**Goal**
Repeat the material exactly, leaving nothing out.

[start of Rows]

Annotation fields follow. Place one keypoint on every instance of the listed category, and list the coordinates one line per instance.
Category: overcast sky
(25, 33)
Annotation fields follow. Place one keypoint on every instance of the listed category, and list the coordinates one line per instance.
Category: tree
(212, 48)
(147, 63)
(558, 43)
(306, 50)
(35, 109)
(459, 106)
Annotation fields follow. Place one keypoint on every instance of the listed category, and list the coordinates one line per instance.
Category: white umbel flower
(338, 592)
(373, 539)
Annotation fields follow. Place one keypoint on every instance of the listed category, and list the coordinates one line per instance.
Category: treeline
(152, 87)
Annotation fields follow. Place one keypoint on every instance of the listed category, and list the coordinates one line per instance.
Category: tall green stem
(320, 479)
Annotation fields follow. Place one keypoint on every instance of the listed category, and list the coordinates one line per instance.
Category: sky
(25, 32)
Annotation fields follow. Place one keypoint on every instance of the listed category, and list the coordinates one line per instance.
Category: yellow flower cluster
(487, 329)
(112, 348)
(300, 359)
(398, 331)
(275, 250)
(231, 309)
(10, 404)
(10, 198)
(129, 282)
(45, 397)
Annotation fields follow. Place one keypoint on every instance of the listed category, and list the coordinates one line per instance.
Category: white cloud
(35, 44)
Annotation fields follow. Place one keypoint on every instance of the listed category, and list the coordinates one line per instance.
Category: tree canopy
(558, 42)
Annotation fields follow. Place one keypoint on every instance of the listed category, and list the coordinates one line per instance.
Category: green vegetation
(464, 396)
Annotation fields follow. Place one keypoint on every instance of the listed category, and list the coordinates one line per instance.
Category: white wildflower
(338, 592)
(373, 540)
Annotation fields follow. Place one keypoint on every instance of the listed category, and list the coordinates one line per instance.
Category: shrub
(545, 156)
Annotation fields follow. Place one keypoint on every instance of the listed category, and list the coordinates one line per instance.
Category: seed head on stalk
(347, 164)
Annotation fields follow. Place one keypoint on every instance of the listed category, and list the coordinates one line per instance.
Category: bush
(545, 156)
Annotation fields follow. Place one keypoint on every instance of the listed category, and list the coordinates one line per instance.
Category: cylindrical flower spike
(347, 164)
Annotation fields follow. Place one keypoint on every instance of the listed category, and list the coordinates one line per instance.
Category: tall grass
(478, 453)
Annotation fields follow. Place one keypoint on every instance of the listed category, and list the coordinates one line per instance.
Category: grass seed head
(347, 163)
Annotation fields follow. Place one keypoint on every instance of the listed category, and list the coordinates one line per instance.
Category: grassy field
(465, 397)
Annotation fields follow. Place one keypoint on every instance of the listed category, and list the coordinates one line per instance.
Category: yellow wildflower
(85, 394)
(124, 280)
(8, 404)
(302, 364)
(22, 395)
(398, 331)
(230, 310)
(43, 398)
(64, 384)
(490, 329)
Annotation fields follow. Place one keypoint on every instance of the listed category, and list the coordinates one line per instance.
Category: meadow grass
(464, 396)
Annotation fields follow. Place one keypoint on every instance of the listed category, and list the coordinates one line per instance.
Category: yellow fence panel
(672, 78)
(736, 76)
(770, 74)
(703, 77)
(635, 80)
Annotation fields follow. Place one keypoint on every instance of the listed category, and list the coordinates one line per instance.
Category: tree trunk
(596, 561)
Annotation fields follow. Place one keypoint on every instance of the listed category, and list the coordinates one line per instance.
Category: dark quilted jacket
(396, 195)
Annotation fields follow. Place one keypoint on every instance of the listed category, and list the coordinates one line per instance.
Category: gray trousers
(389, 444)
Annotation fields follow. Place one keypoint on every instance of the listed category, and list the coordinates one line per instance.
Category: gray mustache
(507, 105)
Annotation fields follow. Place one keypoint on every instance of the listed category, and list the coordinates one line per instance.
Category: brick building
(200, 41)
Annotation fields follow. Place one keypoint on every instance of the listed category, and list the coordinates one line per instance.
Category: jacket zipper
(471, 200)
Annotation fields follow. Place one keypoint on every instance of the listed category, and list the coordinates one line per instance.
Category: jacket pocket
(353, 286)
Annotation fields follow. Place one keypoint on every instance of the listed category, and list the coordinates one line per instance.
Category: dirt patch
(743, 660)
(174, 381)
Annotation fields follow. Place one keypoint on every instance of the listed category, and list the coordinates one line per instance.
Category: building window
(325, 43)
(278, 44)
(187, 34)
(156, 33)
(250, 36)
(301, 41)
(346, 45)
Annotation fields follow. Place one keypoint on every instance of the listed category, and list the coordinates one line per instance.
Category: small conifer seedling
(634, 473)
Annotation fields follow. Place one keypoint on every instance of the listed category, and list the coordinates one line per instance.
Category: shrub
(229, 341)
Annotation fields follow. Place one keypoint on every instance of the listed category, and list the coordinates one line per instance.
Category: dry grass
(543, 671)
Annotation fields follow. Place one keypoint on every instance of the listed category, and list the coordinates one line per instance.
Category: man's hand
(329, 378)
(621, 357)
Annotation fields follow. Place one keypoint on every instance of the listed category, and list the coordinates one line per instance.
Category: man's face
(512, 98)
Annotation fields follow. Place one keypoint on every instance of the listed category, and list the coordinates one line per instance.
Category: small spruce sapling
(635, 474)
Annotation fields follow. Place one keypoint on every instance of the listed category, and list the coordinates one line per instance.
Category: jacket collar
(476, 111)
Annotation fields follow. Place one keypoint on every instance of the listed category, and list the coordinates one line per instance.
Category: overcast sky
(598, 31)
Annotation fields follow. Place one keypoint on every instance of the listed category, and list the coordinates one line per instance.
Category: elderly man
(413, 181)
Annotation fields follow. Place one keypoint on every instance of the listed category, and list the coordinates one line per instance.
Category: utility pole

[end of Rows]

**Final result**
Annotation fields follow. Place one keypoint on every instance of the listed category, and list the coordinates one line per instance.
Category: overcast sky
(25, 33)
Annotation fields follow. Place one keypoint on every instance of the listed category, and list the coordinates one line per instance.
Category: tree
(212, 48)
(147, 63)
(558, 43)
(306, 50)
(35, 109)
(459, 106)
Annotation fields follow. Place one keypoint on every instance of the listed category, and list the coordinates one line per instance.
Category: white umbel flower
(338, 592)
(373, 539)
Annotation fields follow. Place one keypoint on every instance of the listed category, and list the coordinates one line per instance.
Category: treeline
(152, 87)
Annotation fields follow. Place one keypoint on every instance of the listed category, and list the coordinates one line per instance.
Category: tall green stem
(320, 479)
Annotation fields follow. Place one keypoint on every instance of the listed category, and list the coordinates one line per instance.
Category: sky
(25, 32)
Annotation fields follow. Place one keypoint on every instance of the listed category, and list the coordinates one line per instance.
Category: yellow flower cluster
(487, 329)
(112, 348)
(300, 359)
(398, 331)
(275, 250)
(231, 309)
(10, 404)
(10, 198)
(129, 282)
(45, 397)
Annotation fields follow. Place one keypoint on every instance of the listed category, and list the coordinates one line per instance.
Category: white cloud
(35, 44)
Annotation fields follow. Place one keypoint on every instance of the listed category, and list the coordinates one line per instance.
Category: tree canopy
(558, 42)
Annotation fields follow. Place one keypoint on every instance of the listed category, and list the coordinates one line per instance.
Category: green vegetation
(464, 396)
Annotation fields follow. Place one keypoint on every instance of the listed category, and list the coordinates one line per instance.
Category: white wildflower
(338, 592)
(373, 540)
Annotation fields follow. Place one keypoint on every instance of the listed category, and list the coordinates one line per instance.
Category: shrub
(545, 156)
Annotation fields follow. Place one keypoint on every instance of the listed category, and list the coordinates one line per instance.
Category: seed head on stalk
(347, 164)
Annotation fields follow. Place one keypoint on every instance of the listed category, and list the coordinates one line per instance.
Category: bush
(545, 156)
Annotation fields follow. Place one keypoint on every instance of the listed category, and list the coordinates one line per instance.
Category: cylindrical flower spike
(347, 164)
Annotation fields follow. Place one keypoint on every instance of the listed category, and list the coordinates one line per instance.
Category: tall grass
(478, 453)
Annotation fields follow. Place one keypoint on every instance of the listed category, and list the coordinates one line per instance.
Category: grass seed head
(347, 163)
Annotation fields follow. Place one keypoint on every instance of the listed category, and list the coordinates one line per instance.
Category: grassy field
(465, 397)
Annotation fields follow. Place one keypoint on every instance of the listed category, and list the coordinates one line per instance.
Category: yellow wildflower
(85, 394)
(124, 280)
(8, 404)
(302, 364)
(22, 395)
(398, 331)
(230, 310)
(43, 398)
(64, 384)
(490, 329)
Annotation fields follow. Place one keypoint on every instance of the listed category, and list the coordinates one line per instance.
Category: meadow grass
(464, 396)
Annotation fields follow. Place one keypoint on every instance of the listed category, and list the coordinates one line per instance.
Category: yellow fence panel
(672, 78)
(736, 76)
(770, 74)
(703, 77)
(635, 80)
Annotation fields follow. Place one keypoint on every instance of the listed category, and list the coordinates one line per instance.
Category: tree trunk
(596, 561)
Annotation fields follow. Place one keypoint on every instance of the listed category, and list the coordinates one line per instance.
Category: dark quilted jacket
(396, 195)
Annotation fields follow. Place one keypoint on every instance of the listed category, and list the coordinates one line per instance.
Category: gray trousers
(389, 444)
Annotation fields follow. Place one keypoint on every instance of the listed category, and list the coordinates one line per instance.
Category: gray mustache
(507, 105)
Annotation fields follow. Place one keypoint on every instance of the listed category, and list the coordinates one line per instance.
Category: brick building
(200, 41)
Annotation fields follow. Place one keypoint on every instance of the listed category, and list the coordinates one line per instance.
Category: jacket zipper
(471, 200)
Annotation fields follow. Place one keypoint on every instance of the listed category, and list the coordinates one line per instance.
Category: jacket pocket
(353, 286)
Annotation fields follow. Place one keypoint on every instance of the listed category, and list the coordinates one line per instance.
Category: dirt patch
(743, 660)
(174, 381)
Annotation fields follow. Place one keypoint on every instance of the listed category, and list the coordinates one line per instance.
Category: building window
(325, 43)
(278, 44)
(187, 34)
(156, 33)
(250, 36)
(301, 41)
(346, 45)
Annotation fields follow. Place one keypoint on every instance of the listed category, and list the coordinates one line per instance.
Category: small conifer seedling
(634, 473)
Annotation fields follow. Place one keypoint on every instance of the listed category, and list the coordinates one line per instance.
Category: shrub
(229, 341)
Annotation fields follow. Place one keypoint on every instance of the listed category, and list the coordinates one line per instance.
Category: dry grass
(543, 671)
Annotation fields follow. Place one keypoint on every instance of the listed category, and list the coordinates one line per instance.
Category: man's hand
(329, 378)
(621, 357)
Annotation fields follow. Place one keypoint on every instance of the listed category, and list the coordinates one line per instance.
Category: man's face
(512, 98)
Annotation fields follow. Place one keypoint on every instance of the listed category, and list the coordinates one line per instance.
Category: small spruce sapling
(635, 474)
Annotation fields follow. Place one keypoint on every instance of the listed category, and list the coordinates one line per instance.
Category: jacket collar
(476, 111)
Annotation fields follow. Place one keypoint on every instance of the listed category, and list the coordinates one line per instance.
Category: overcast sky
(598, 31)
Annotation fields follow. Place one keypoint on every instance of the listed category, and list the coordinates one line per instance.
Category: elderly man
(413, 181)
Annotation fields follow. Place one keypoint on every instance of the listed category, and list the coordinates one line per instance.
Category: utility pole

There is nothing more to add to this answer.